Tally the lines in the rows below that contain the string "wreath", treating uppercase and lowercase as distinct. Give only the number.

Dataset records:
━━━━━━━━━━━━━━━━

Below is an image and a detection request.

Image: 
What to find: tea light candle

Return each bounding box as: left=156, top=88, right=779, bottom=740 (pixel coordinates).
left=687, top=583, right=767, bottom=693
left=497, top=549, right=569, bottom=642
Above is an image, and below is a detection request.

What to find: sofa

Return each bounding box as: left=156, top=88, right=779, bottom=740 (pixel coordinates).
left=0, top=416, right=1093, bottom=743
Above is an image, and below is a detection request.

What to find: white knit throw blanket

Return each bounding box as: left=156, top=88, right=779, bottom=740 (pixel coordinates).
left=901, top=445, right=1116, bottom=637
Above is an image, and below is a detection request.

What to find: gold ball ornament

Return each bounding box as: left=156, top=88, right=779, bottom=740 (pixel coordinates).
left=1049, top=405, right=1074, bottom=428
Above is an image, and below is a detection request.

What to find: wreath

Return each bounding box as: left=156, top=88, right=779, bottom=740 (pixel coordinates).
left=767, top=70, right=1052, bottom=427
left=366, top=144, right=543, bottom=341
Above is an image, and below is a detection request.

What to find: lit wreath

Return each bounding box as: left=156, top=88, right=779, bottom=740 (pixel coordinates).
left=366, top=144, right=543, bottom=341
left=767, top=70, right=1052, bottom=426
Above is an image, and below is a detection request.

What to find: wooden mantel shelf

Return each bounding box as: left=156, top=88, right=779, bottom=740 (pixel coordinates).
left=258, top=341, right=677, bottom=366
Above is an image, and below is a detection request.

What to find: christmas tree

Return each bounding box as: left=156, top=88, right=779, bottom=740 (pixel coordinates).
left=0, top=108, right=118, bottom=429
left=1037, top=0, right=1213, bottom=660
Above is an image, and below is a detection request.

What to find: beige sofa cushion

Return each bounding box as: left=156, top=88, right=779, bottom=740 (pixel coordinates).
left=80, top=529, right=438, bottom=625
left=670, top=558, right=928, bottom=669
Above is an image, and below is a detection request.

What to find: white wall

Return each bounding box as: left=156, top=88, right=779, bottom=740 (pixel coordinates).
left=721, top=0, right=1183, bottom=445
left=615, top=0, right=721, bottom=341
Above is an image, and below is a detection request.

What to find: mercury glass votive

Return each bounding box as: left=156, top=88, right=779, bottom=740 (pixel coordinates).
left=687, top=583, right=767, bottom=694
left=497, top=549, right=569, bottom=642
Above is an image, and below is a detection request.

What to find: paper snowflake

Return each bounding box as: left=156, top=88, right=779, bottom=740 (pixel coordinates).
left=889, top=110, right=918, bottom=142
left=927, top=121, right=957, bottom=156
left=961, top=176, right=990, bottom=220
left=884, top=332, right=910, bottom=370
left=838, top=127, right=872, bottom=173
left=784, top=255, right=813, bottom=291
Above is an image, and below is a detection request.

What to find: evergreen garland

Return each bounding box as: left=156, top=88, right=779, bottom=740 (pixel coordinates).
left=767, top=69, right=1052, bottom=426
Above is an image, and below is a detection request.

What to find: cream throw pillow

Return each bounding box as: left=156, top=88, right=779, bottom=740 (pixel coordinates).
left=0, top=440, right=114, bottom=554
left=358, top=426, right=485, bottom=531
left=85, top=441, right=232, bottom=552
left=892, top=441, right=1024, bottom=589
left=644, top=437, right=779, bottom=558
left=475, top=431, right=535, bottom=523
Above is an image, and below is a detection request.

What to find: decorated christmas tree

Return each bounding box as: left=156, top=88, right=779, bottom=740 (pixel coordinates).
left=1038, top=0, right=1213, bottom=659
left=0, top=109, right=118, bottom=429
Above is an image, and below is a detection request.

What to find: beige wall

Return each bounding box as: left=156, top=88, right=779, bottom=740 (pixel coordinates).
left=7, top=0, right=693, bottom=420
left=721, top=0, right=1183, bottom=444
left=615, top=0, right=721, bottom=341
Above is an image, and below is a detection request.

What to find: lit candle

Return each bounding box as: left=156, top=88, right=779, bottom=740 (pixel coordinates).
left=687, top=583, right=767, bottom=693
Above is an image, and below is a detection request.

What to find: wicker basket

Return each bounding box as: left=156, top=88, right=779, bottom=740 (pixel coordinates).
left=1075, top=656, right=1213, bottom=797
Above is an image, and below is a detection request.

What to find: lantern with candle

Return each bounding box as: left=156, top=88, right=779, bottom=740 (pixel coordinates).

━━━━━━━━━━━━━━━━

--- WORKED ANSWER ---
2